(Records of labeled points)
* * * * *

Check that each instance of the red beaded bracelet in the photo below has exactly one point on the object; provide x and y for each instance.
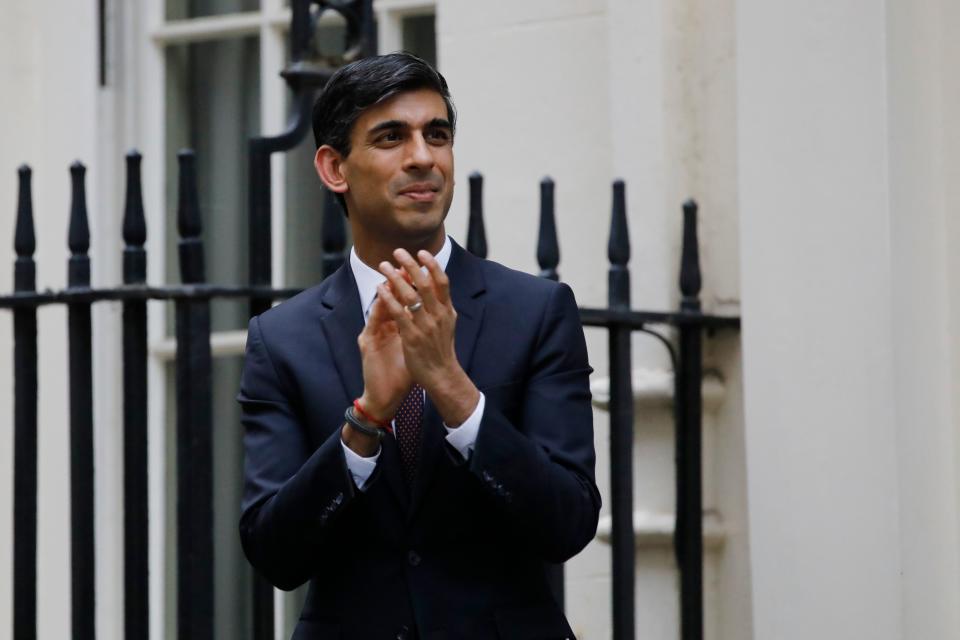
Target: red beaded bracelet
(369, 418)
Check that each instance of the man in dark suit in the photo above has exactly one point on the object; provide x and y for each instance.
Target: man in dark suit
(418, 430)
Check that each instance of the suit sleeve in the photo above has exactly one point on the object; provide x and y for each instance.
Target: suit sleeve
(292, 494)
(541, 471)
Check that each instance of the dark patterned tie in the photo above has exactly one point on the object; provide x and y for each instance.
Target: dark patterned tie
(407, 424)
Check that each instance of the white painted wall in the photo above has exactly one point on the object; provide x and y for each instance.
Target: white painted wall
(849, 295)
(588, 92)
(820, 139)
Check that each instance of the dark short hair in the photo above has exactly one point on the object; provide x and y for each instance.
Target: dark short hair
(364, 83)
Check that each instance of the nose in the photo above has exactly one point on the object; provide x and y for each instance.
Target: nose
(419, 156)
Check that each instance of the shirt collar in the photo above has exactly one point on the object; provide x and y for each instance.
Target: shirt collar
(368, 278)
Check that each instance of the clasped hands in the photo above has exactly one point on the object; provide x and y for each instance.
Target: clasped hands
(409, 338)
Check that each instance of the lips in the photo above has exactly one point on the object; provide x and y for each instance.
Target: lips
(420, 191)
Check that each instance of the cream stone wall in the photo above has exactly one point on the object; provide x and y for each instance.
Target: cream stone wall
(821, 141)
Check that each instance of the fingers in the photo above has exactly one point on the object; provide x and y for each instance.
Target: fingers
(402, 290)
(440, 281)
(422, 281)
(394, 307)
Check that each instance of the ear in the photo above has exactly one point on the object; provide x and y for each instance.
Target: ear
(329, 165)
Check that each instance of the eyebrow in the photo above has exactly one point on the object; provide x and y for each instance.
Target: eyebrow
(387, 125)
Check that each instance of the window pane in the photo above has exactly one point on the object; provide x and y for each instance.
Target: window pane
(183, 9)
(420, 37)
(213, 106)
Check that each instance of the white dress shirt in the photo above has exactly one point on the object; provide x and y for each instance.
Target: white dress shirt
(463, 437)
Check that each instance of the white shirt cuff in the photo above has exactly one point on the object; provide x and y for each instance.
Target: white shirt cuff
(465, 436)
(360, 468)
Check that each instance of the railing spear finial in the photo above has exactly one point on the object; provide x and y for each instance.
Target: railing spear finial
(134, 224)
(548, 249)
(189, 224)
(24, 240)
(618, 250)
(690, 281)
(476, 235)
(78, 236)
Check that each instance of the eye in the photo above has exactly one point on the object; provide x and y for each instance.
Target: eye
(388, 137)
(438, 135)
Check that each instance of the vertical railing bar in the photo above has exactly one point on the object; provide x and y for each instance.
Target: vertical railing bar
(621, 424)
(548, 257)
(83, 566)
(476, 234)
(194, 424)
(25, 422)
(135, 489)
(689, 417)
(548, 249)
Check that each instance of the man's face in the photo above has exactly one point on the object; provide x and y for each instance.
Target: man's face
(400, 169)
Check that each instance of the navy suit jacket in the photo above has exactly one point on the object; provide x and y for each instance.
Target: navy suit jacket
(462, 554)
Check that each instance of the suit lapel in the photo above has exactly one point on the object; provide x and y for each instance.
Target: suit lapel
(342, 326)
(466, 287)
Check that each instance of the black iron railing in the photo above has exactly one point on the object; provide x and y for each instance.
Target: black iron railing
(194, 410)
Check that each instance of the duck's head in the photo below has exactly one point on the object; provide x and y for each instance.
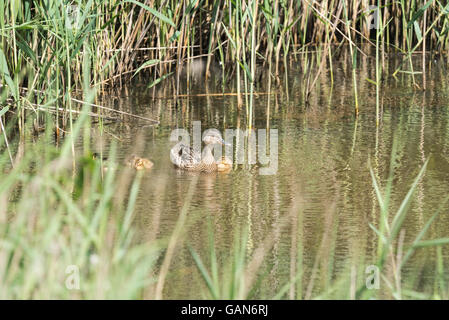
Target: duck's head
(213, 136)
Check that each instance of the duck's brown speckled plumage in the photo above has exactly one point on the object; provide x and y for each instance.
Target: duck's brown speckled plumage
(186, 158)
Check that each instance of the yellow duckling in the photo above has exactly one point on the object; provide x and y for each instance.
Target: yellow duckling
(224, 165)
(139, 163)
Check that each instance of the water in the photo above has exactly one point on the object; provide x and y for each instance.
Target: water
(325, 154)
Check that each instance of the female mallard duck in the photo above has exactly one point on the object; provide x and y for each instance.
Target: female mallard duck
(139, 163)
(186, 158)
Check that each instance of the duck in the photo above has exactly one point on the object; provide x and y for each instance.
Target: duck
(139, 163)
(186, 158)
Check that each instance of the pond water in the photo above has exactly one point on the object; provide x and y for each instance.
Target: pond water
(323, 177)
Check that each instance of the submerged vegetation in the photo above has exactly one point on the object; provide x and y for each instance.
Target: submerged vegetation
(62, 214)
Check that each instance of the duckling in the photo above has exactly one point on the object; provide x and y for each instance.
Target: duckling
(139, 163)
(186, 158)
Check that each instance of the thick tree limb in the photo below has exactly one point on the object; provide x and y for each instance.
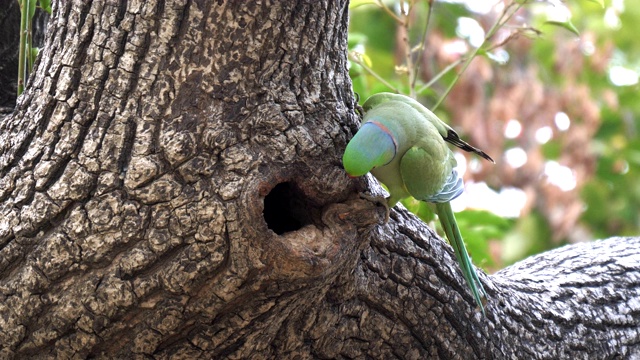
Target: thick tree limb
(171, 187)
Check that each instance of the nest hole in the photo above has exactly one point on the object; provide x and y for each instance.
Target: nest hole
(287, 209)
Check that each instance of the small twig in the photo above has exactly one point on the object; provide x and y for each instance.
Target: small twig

* * * * *

Work required:
Retype the records above exactly, starting at the line that contains "Check that each instance of the pond" and going through the last line, and leave out any pictures.

The completed task:
Check that each instance of the pond water in the photo above has exactly one point on the object; provide x and y for each instance.
Target: pond water
(323, 177)
Check that each instance of the submerged vegetation in the photo above has exactly one point on the object; provide x and y for each instance.
Target: submerged vegetation
(62, 214)
Check that each instance of the duckling in the photo above has exactly one point on the object; provide x and y for each instance.
Target: duckling
(139, 163)
(186, 158)
Check that each instance of the thick tree limb in the photo below has exactly one point on the object; provide x and y for each instance.
Target: thick tree limb
(171, 187)
Check that each instance of the nest hole in the photo above has exactly one point on the object; provide x and y for each instance.
Target: nest hole
(287, 209)
Check that each instance of the small twig in the photo above has exactly one point on the object; provide x and y for each instance.
Target: small twig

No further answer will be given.